§ AIM OF THE EXERCISE: What comes next in the essay on Americans who don't realize they use government programs? Continue it from its final sentence.

[TEXT SEGMENT — start]

How aggressively stupid is America when it comes to our debates over taxes, budgets and the size of government? That's been difficult to answer with any precision, beyond simply citing the Tea Partier who famously told his congressman to "keep your government hands off my Medicare." But now we have some hard numbers to tell us how deep this ignorance really goes.
According to new data crunched by Cornell University's Suzanne Mettler, large numbers of Americans who receive benefits from government social programs nonetheless tell pollsters they "have not used a government social program." And when I mean large, I mean large. For example, a majority of those who have received federally subsidized student loans, 44 percent of Social Security beneficiaries and 40 percent of G.I. bill recipients say they have not used a government social program.
These numbers go a long way to explaining why the economic debate in our country is so insane. Indeed, at a moment when taxes have hit a historic low, most politicians -- from presidents to governors to state legislators -- insist we must further cut taxes and shrink allegedly "Big Government." And they are finding a receptive audience in the general public because, as the numbers show, so many Americans wrongly believe they don't receive direct financial benefits from government.

[TEXT SEGMENT — finish]
[DATA LISTING — start]

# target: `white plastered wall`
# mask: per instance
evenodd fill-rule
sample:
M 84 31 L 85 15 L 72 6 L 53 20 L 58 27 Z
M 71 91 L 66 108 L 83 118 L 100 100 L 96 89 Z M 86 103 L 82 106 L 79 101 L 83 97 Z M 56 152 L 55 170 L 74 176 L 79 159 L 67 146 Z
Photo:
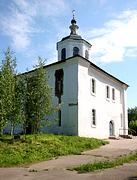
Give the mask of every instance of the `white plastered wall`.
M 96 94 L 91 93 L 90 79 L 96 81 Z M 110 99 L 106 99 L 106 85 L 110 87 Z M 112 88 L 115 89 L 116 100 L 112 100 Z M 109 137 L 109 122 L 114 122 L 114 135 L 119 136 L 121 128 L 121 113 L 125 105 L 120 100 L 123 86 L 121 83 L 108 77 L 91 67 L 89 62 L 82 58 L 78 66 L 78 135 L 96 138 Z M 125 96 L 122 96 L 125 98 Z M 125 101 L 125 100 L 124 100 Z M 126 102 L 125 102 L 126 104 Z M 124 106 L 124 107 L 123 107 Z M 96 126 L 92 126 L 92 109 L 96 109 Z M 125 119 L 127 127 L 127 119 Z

[DATA LISTING — finish]

§ RESPONSE TO THE EXERCISE:
Obviously, this aggressive stupidity politically props up the arguments of the anti-government right. With so many Americans evidently not knowing they receive benefits from the government, it's easy for opportunistic politicians to seize on our "me-first, screw everybody else" culture and misleadingly deride the government as some distant entity that exclusively benefits the "other." And if you don't know that, in fact, you are "the other," then you are more likely to conclude that that opportunistic politician is correct, and more likely to cheer on that opportunistic politician as he/she slashes the programs you directly rely on.
This, of course, is what Idiocracy looks like in practice -- a nation whose politics is inspired by "greed is good" self-interest, but whose voters often don't even know what "self-interest" actually is. In this case, we get many beneficiaries of government services actually cheering on cuts to their own benefits, not because they are ideologically against government -- but because they don't even think they get those benefits, when in fact they do. It's beyond the ignorance of not knowing that Medicare is a government program a la the fool who screamed "keep your government hands off my Medicare" -- it's not even knowing you are the beneficiaries of the policies you say you hate.
Beyond any single issue, that kind of aggressive stupidity is the true crisis in America.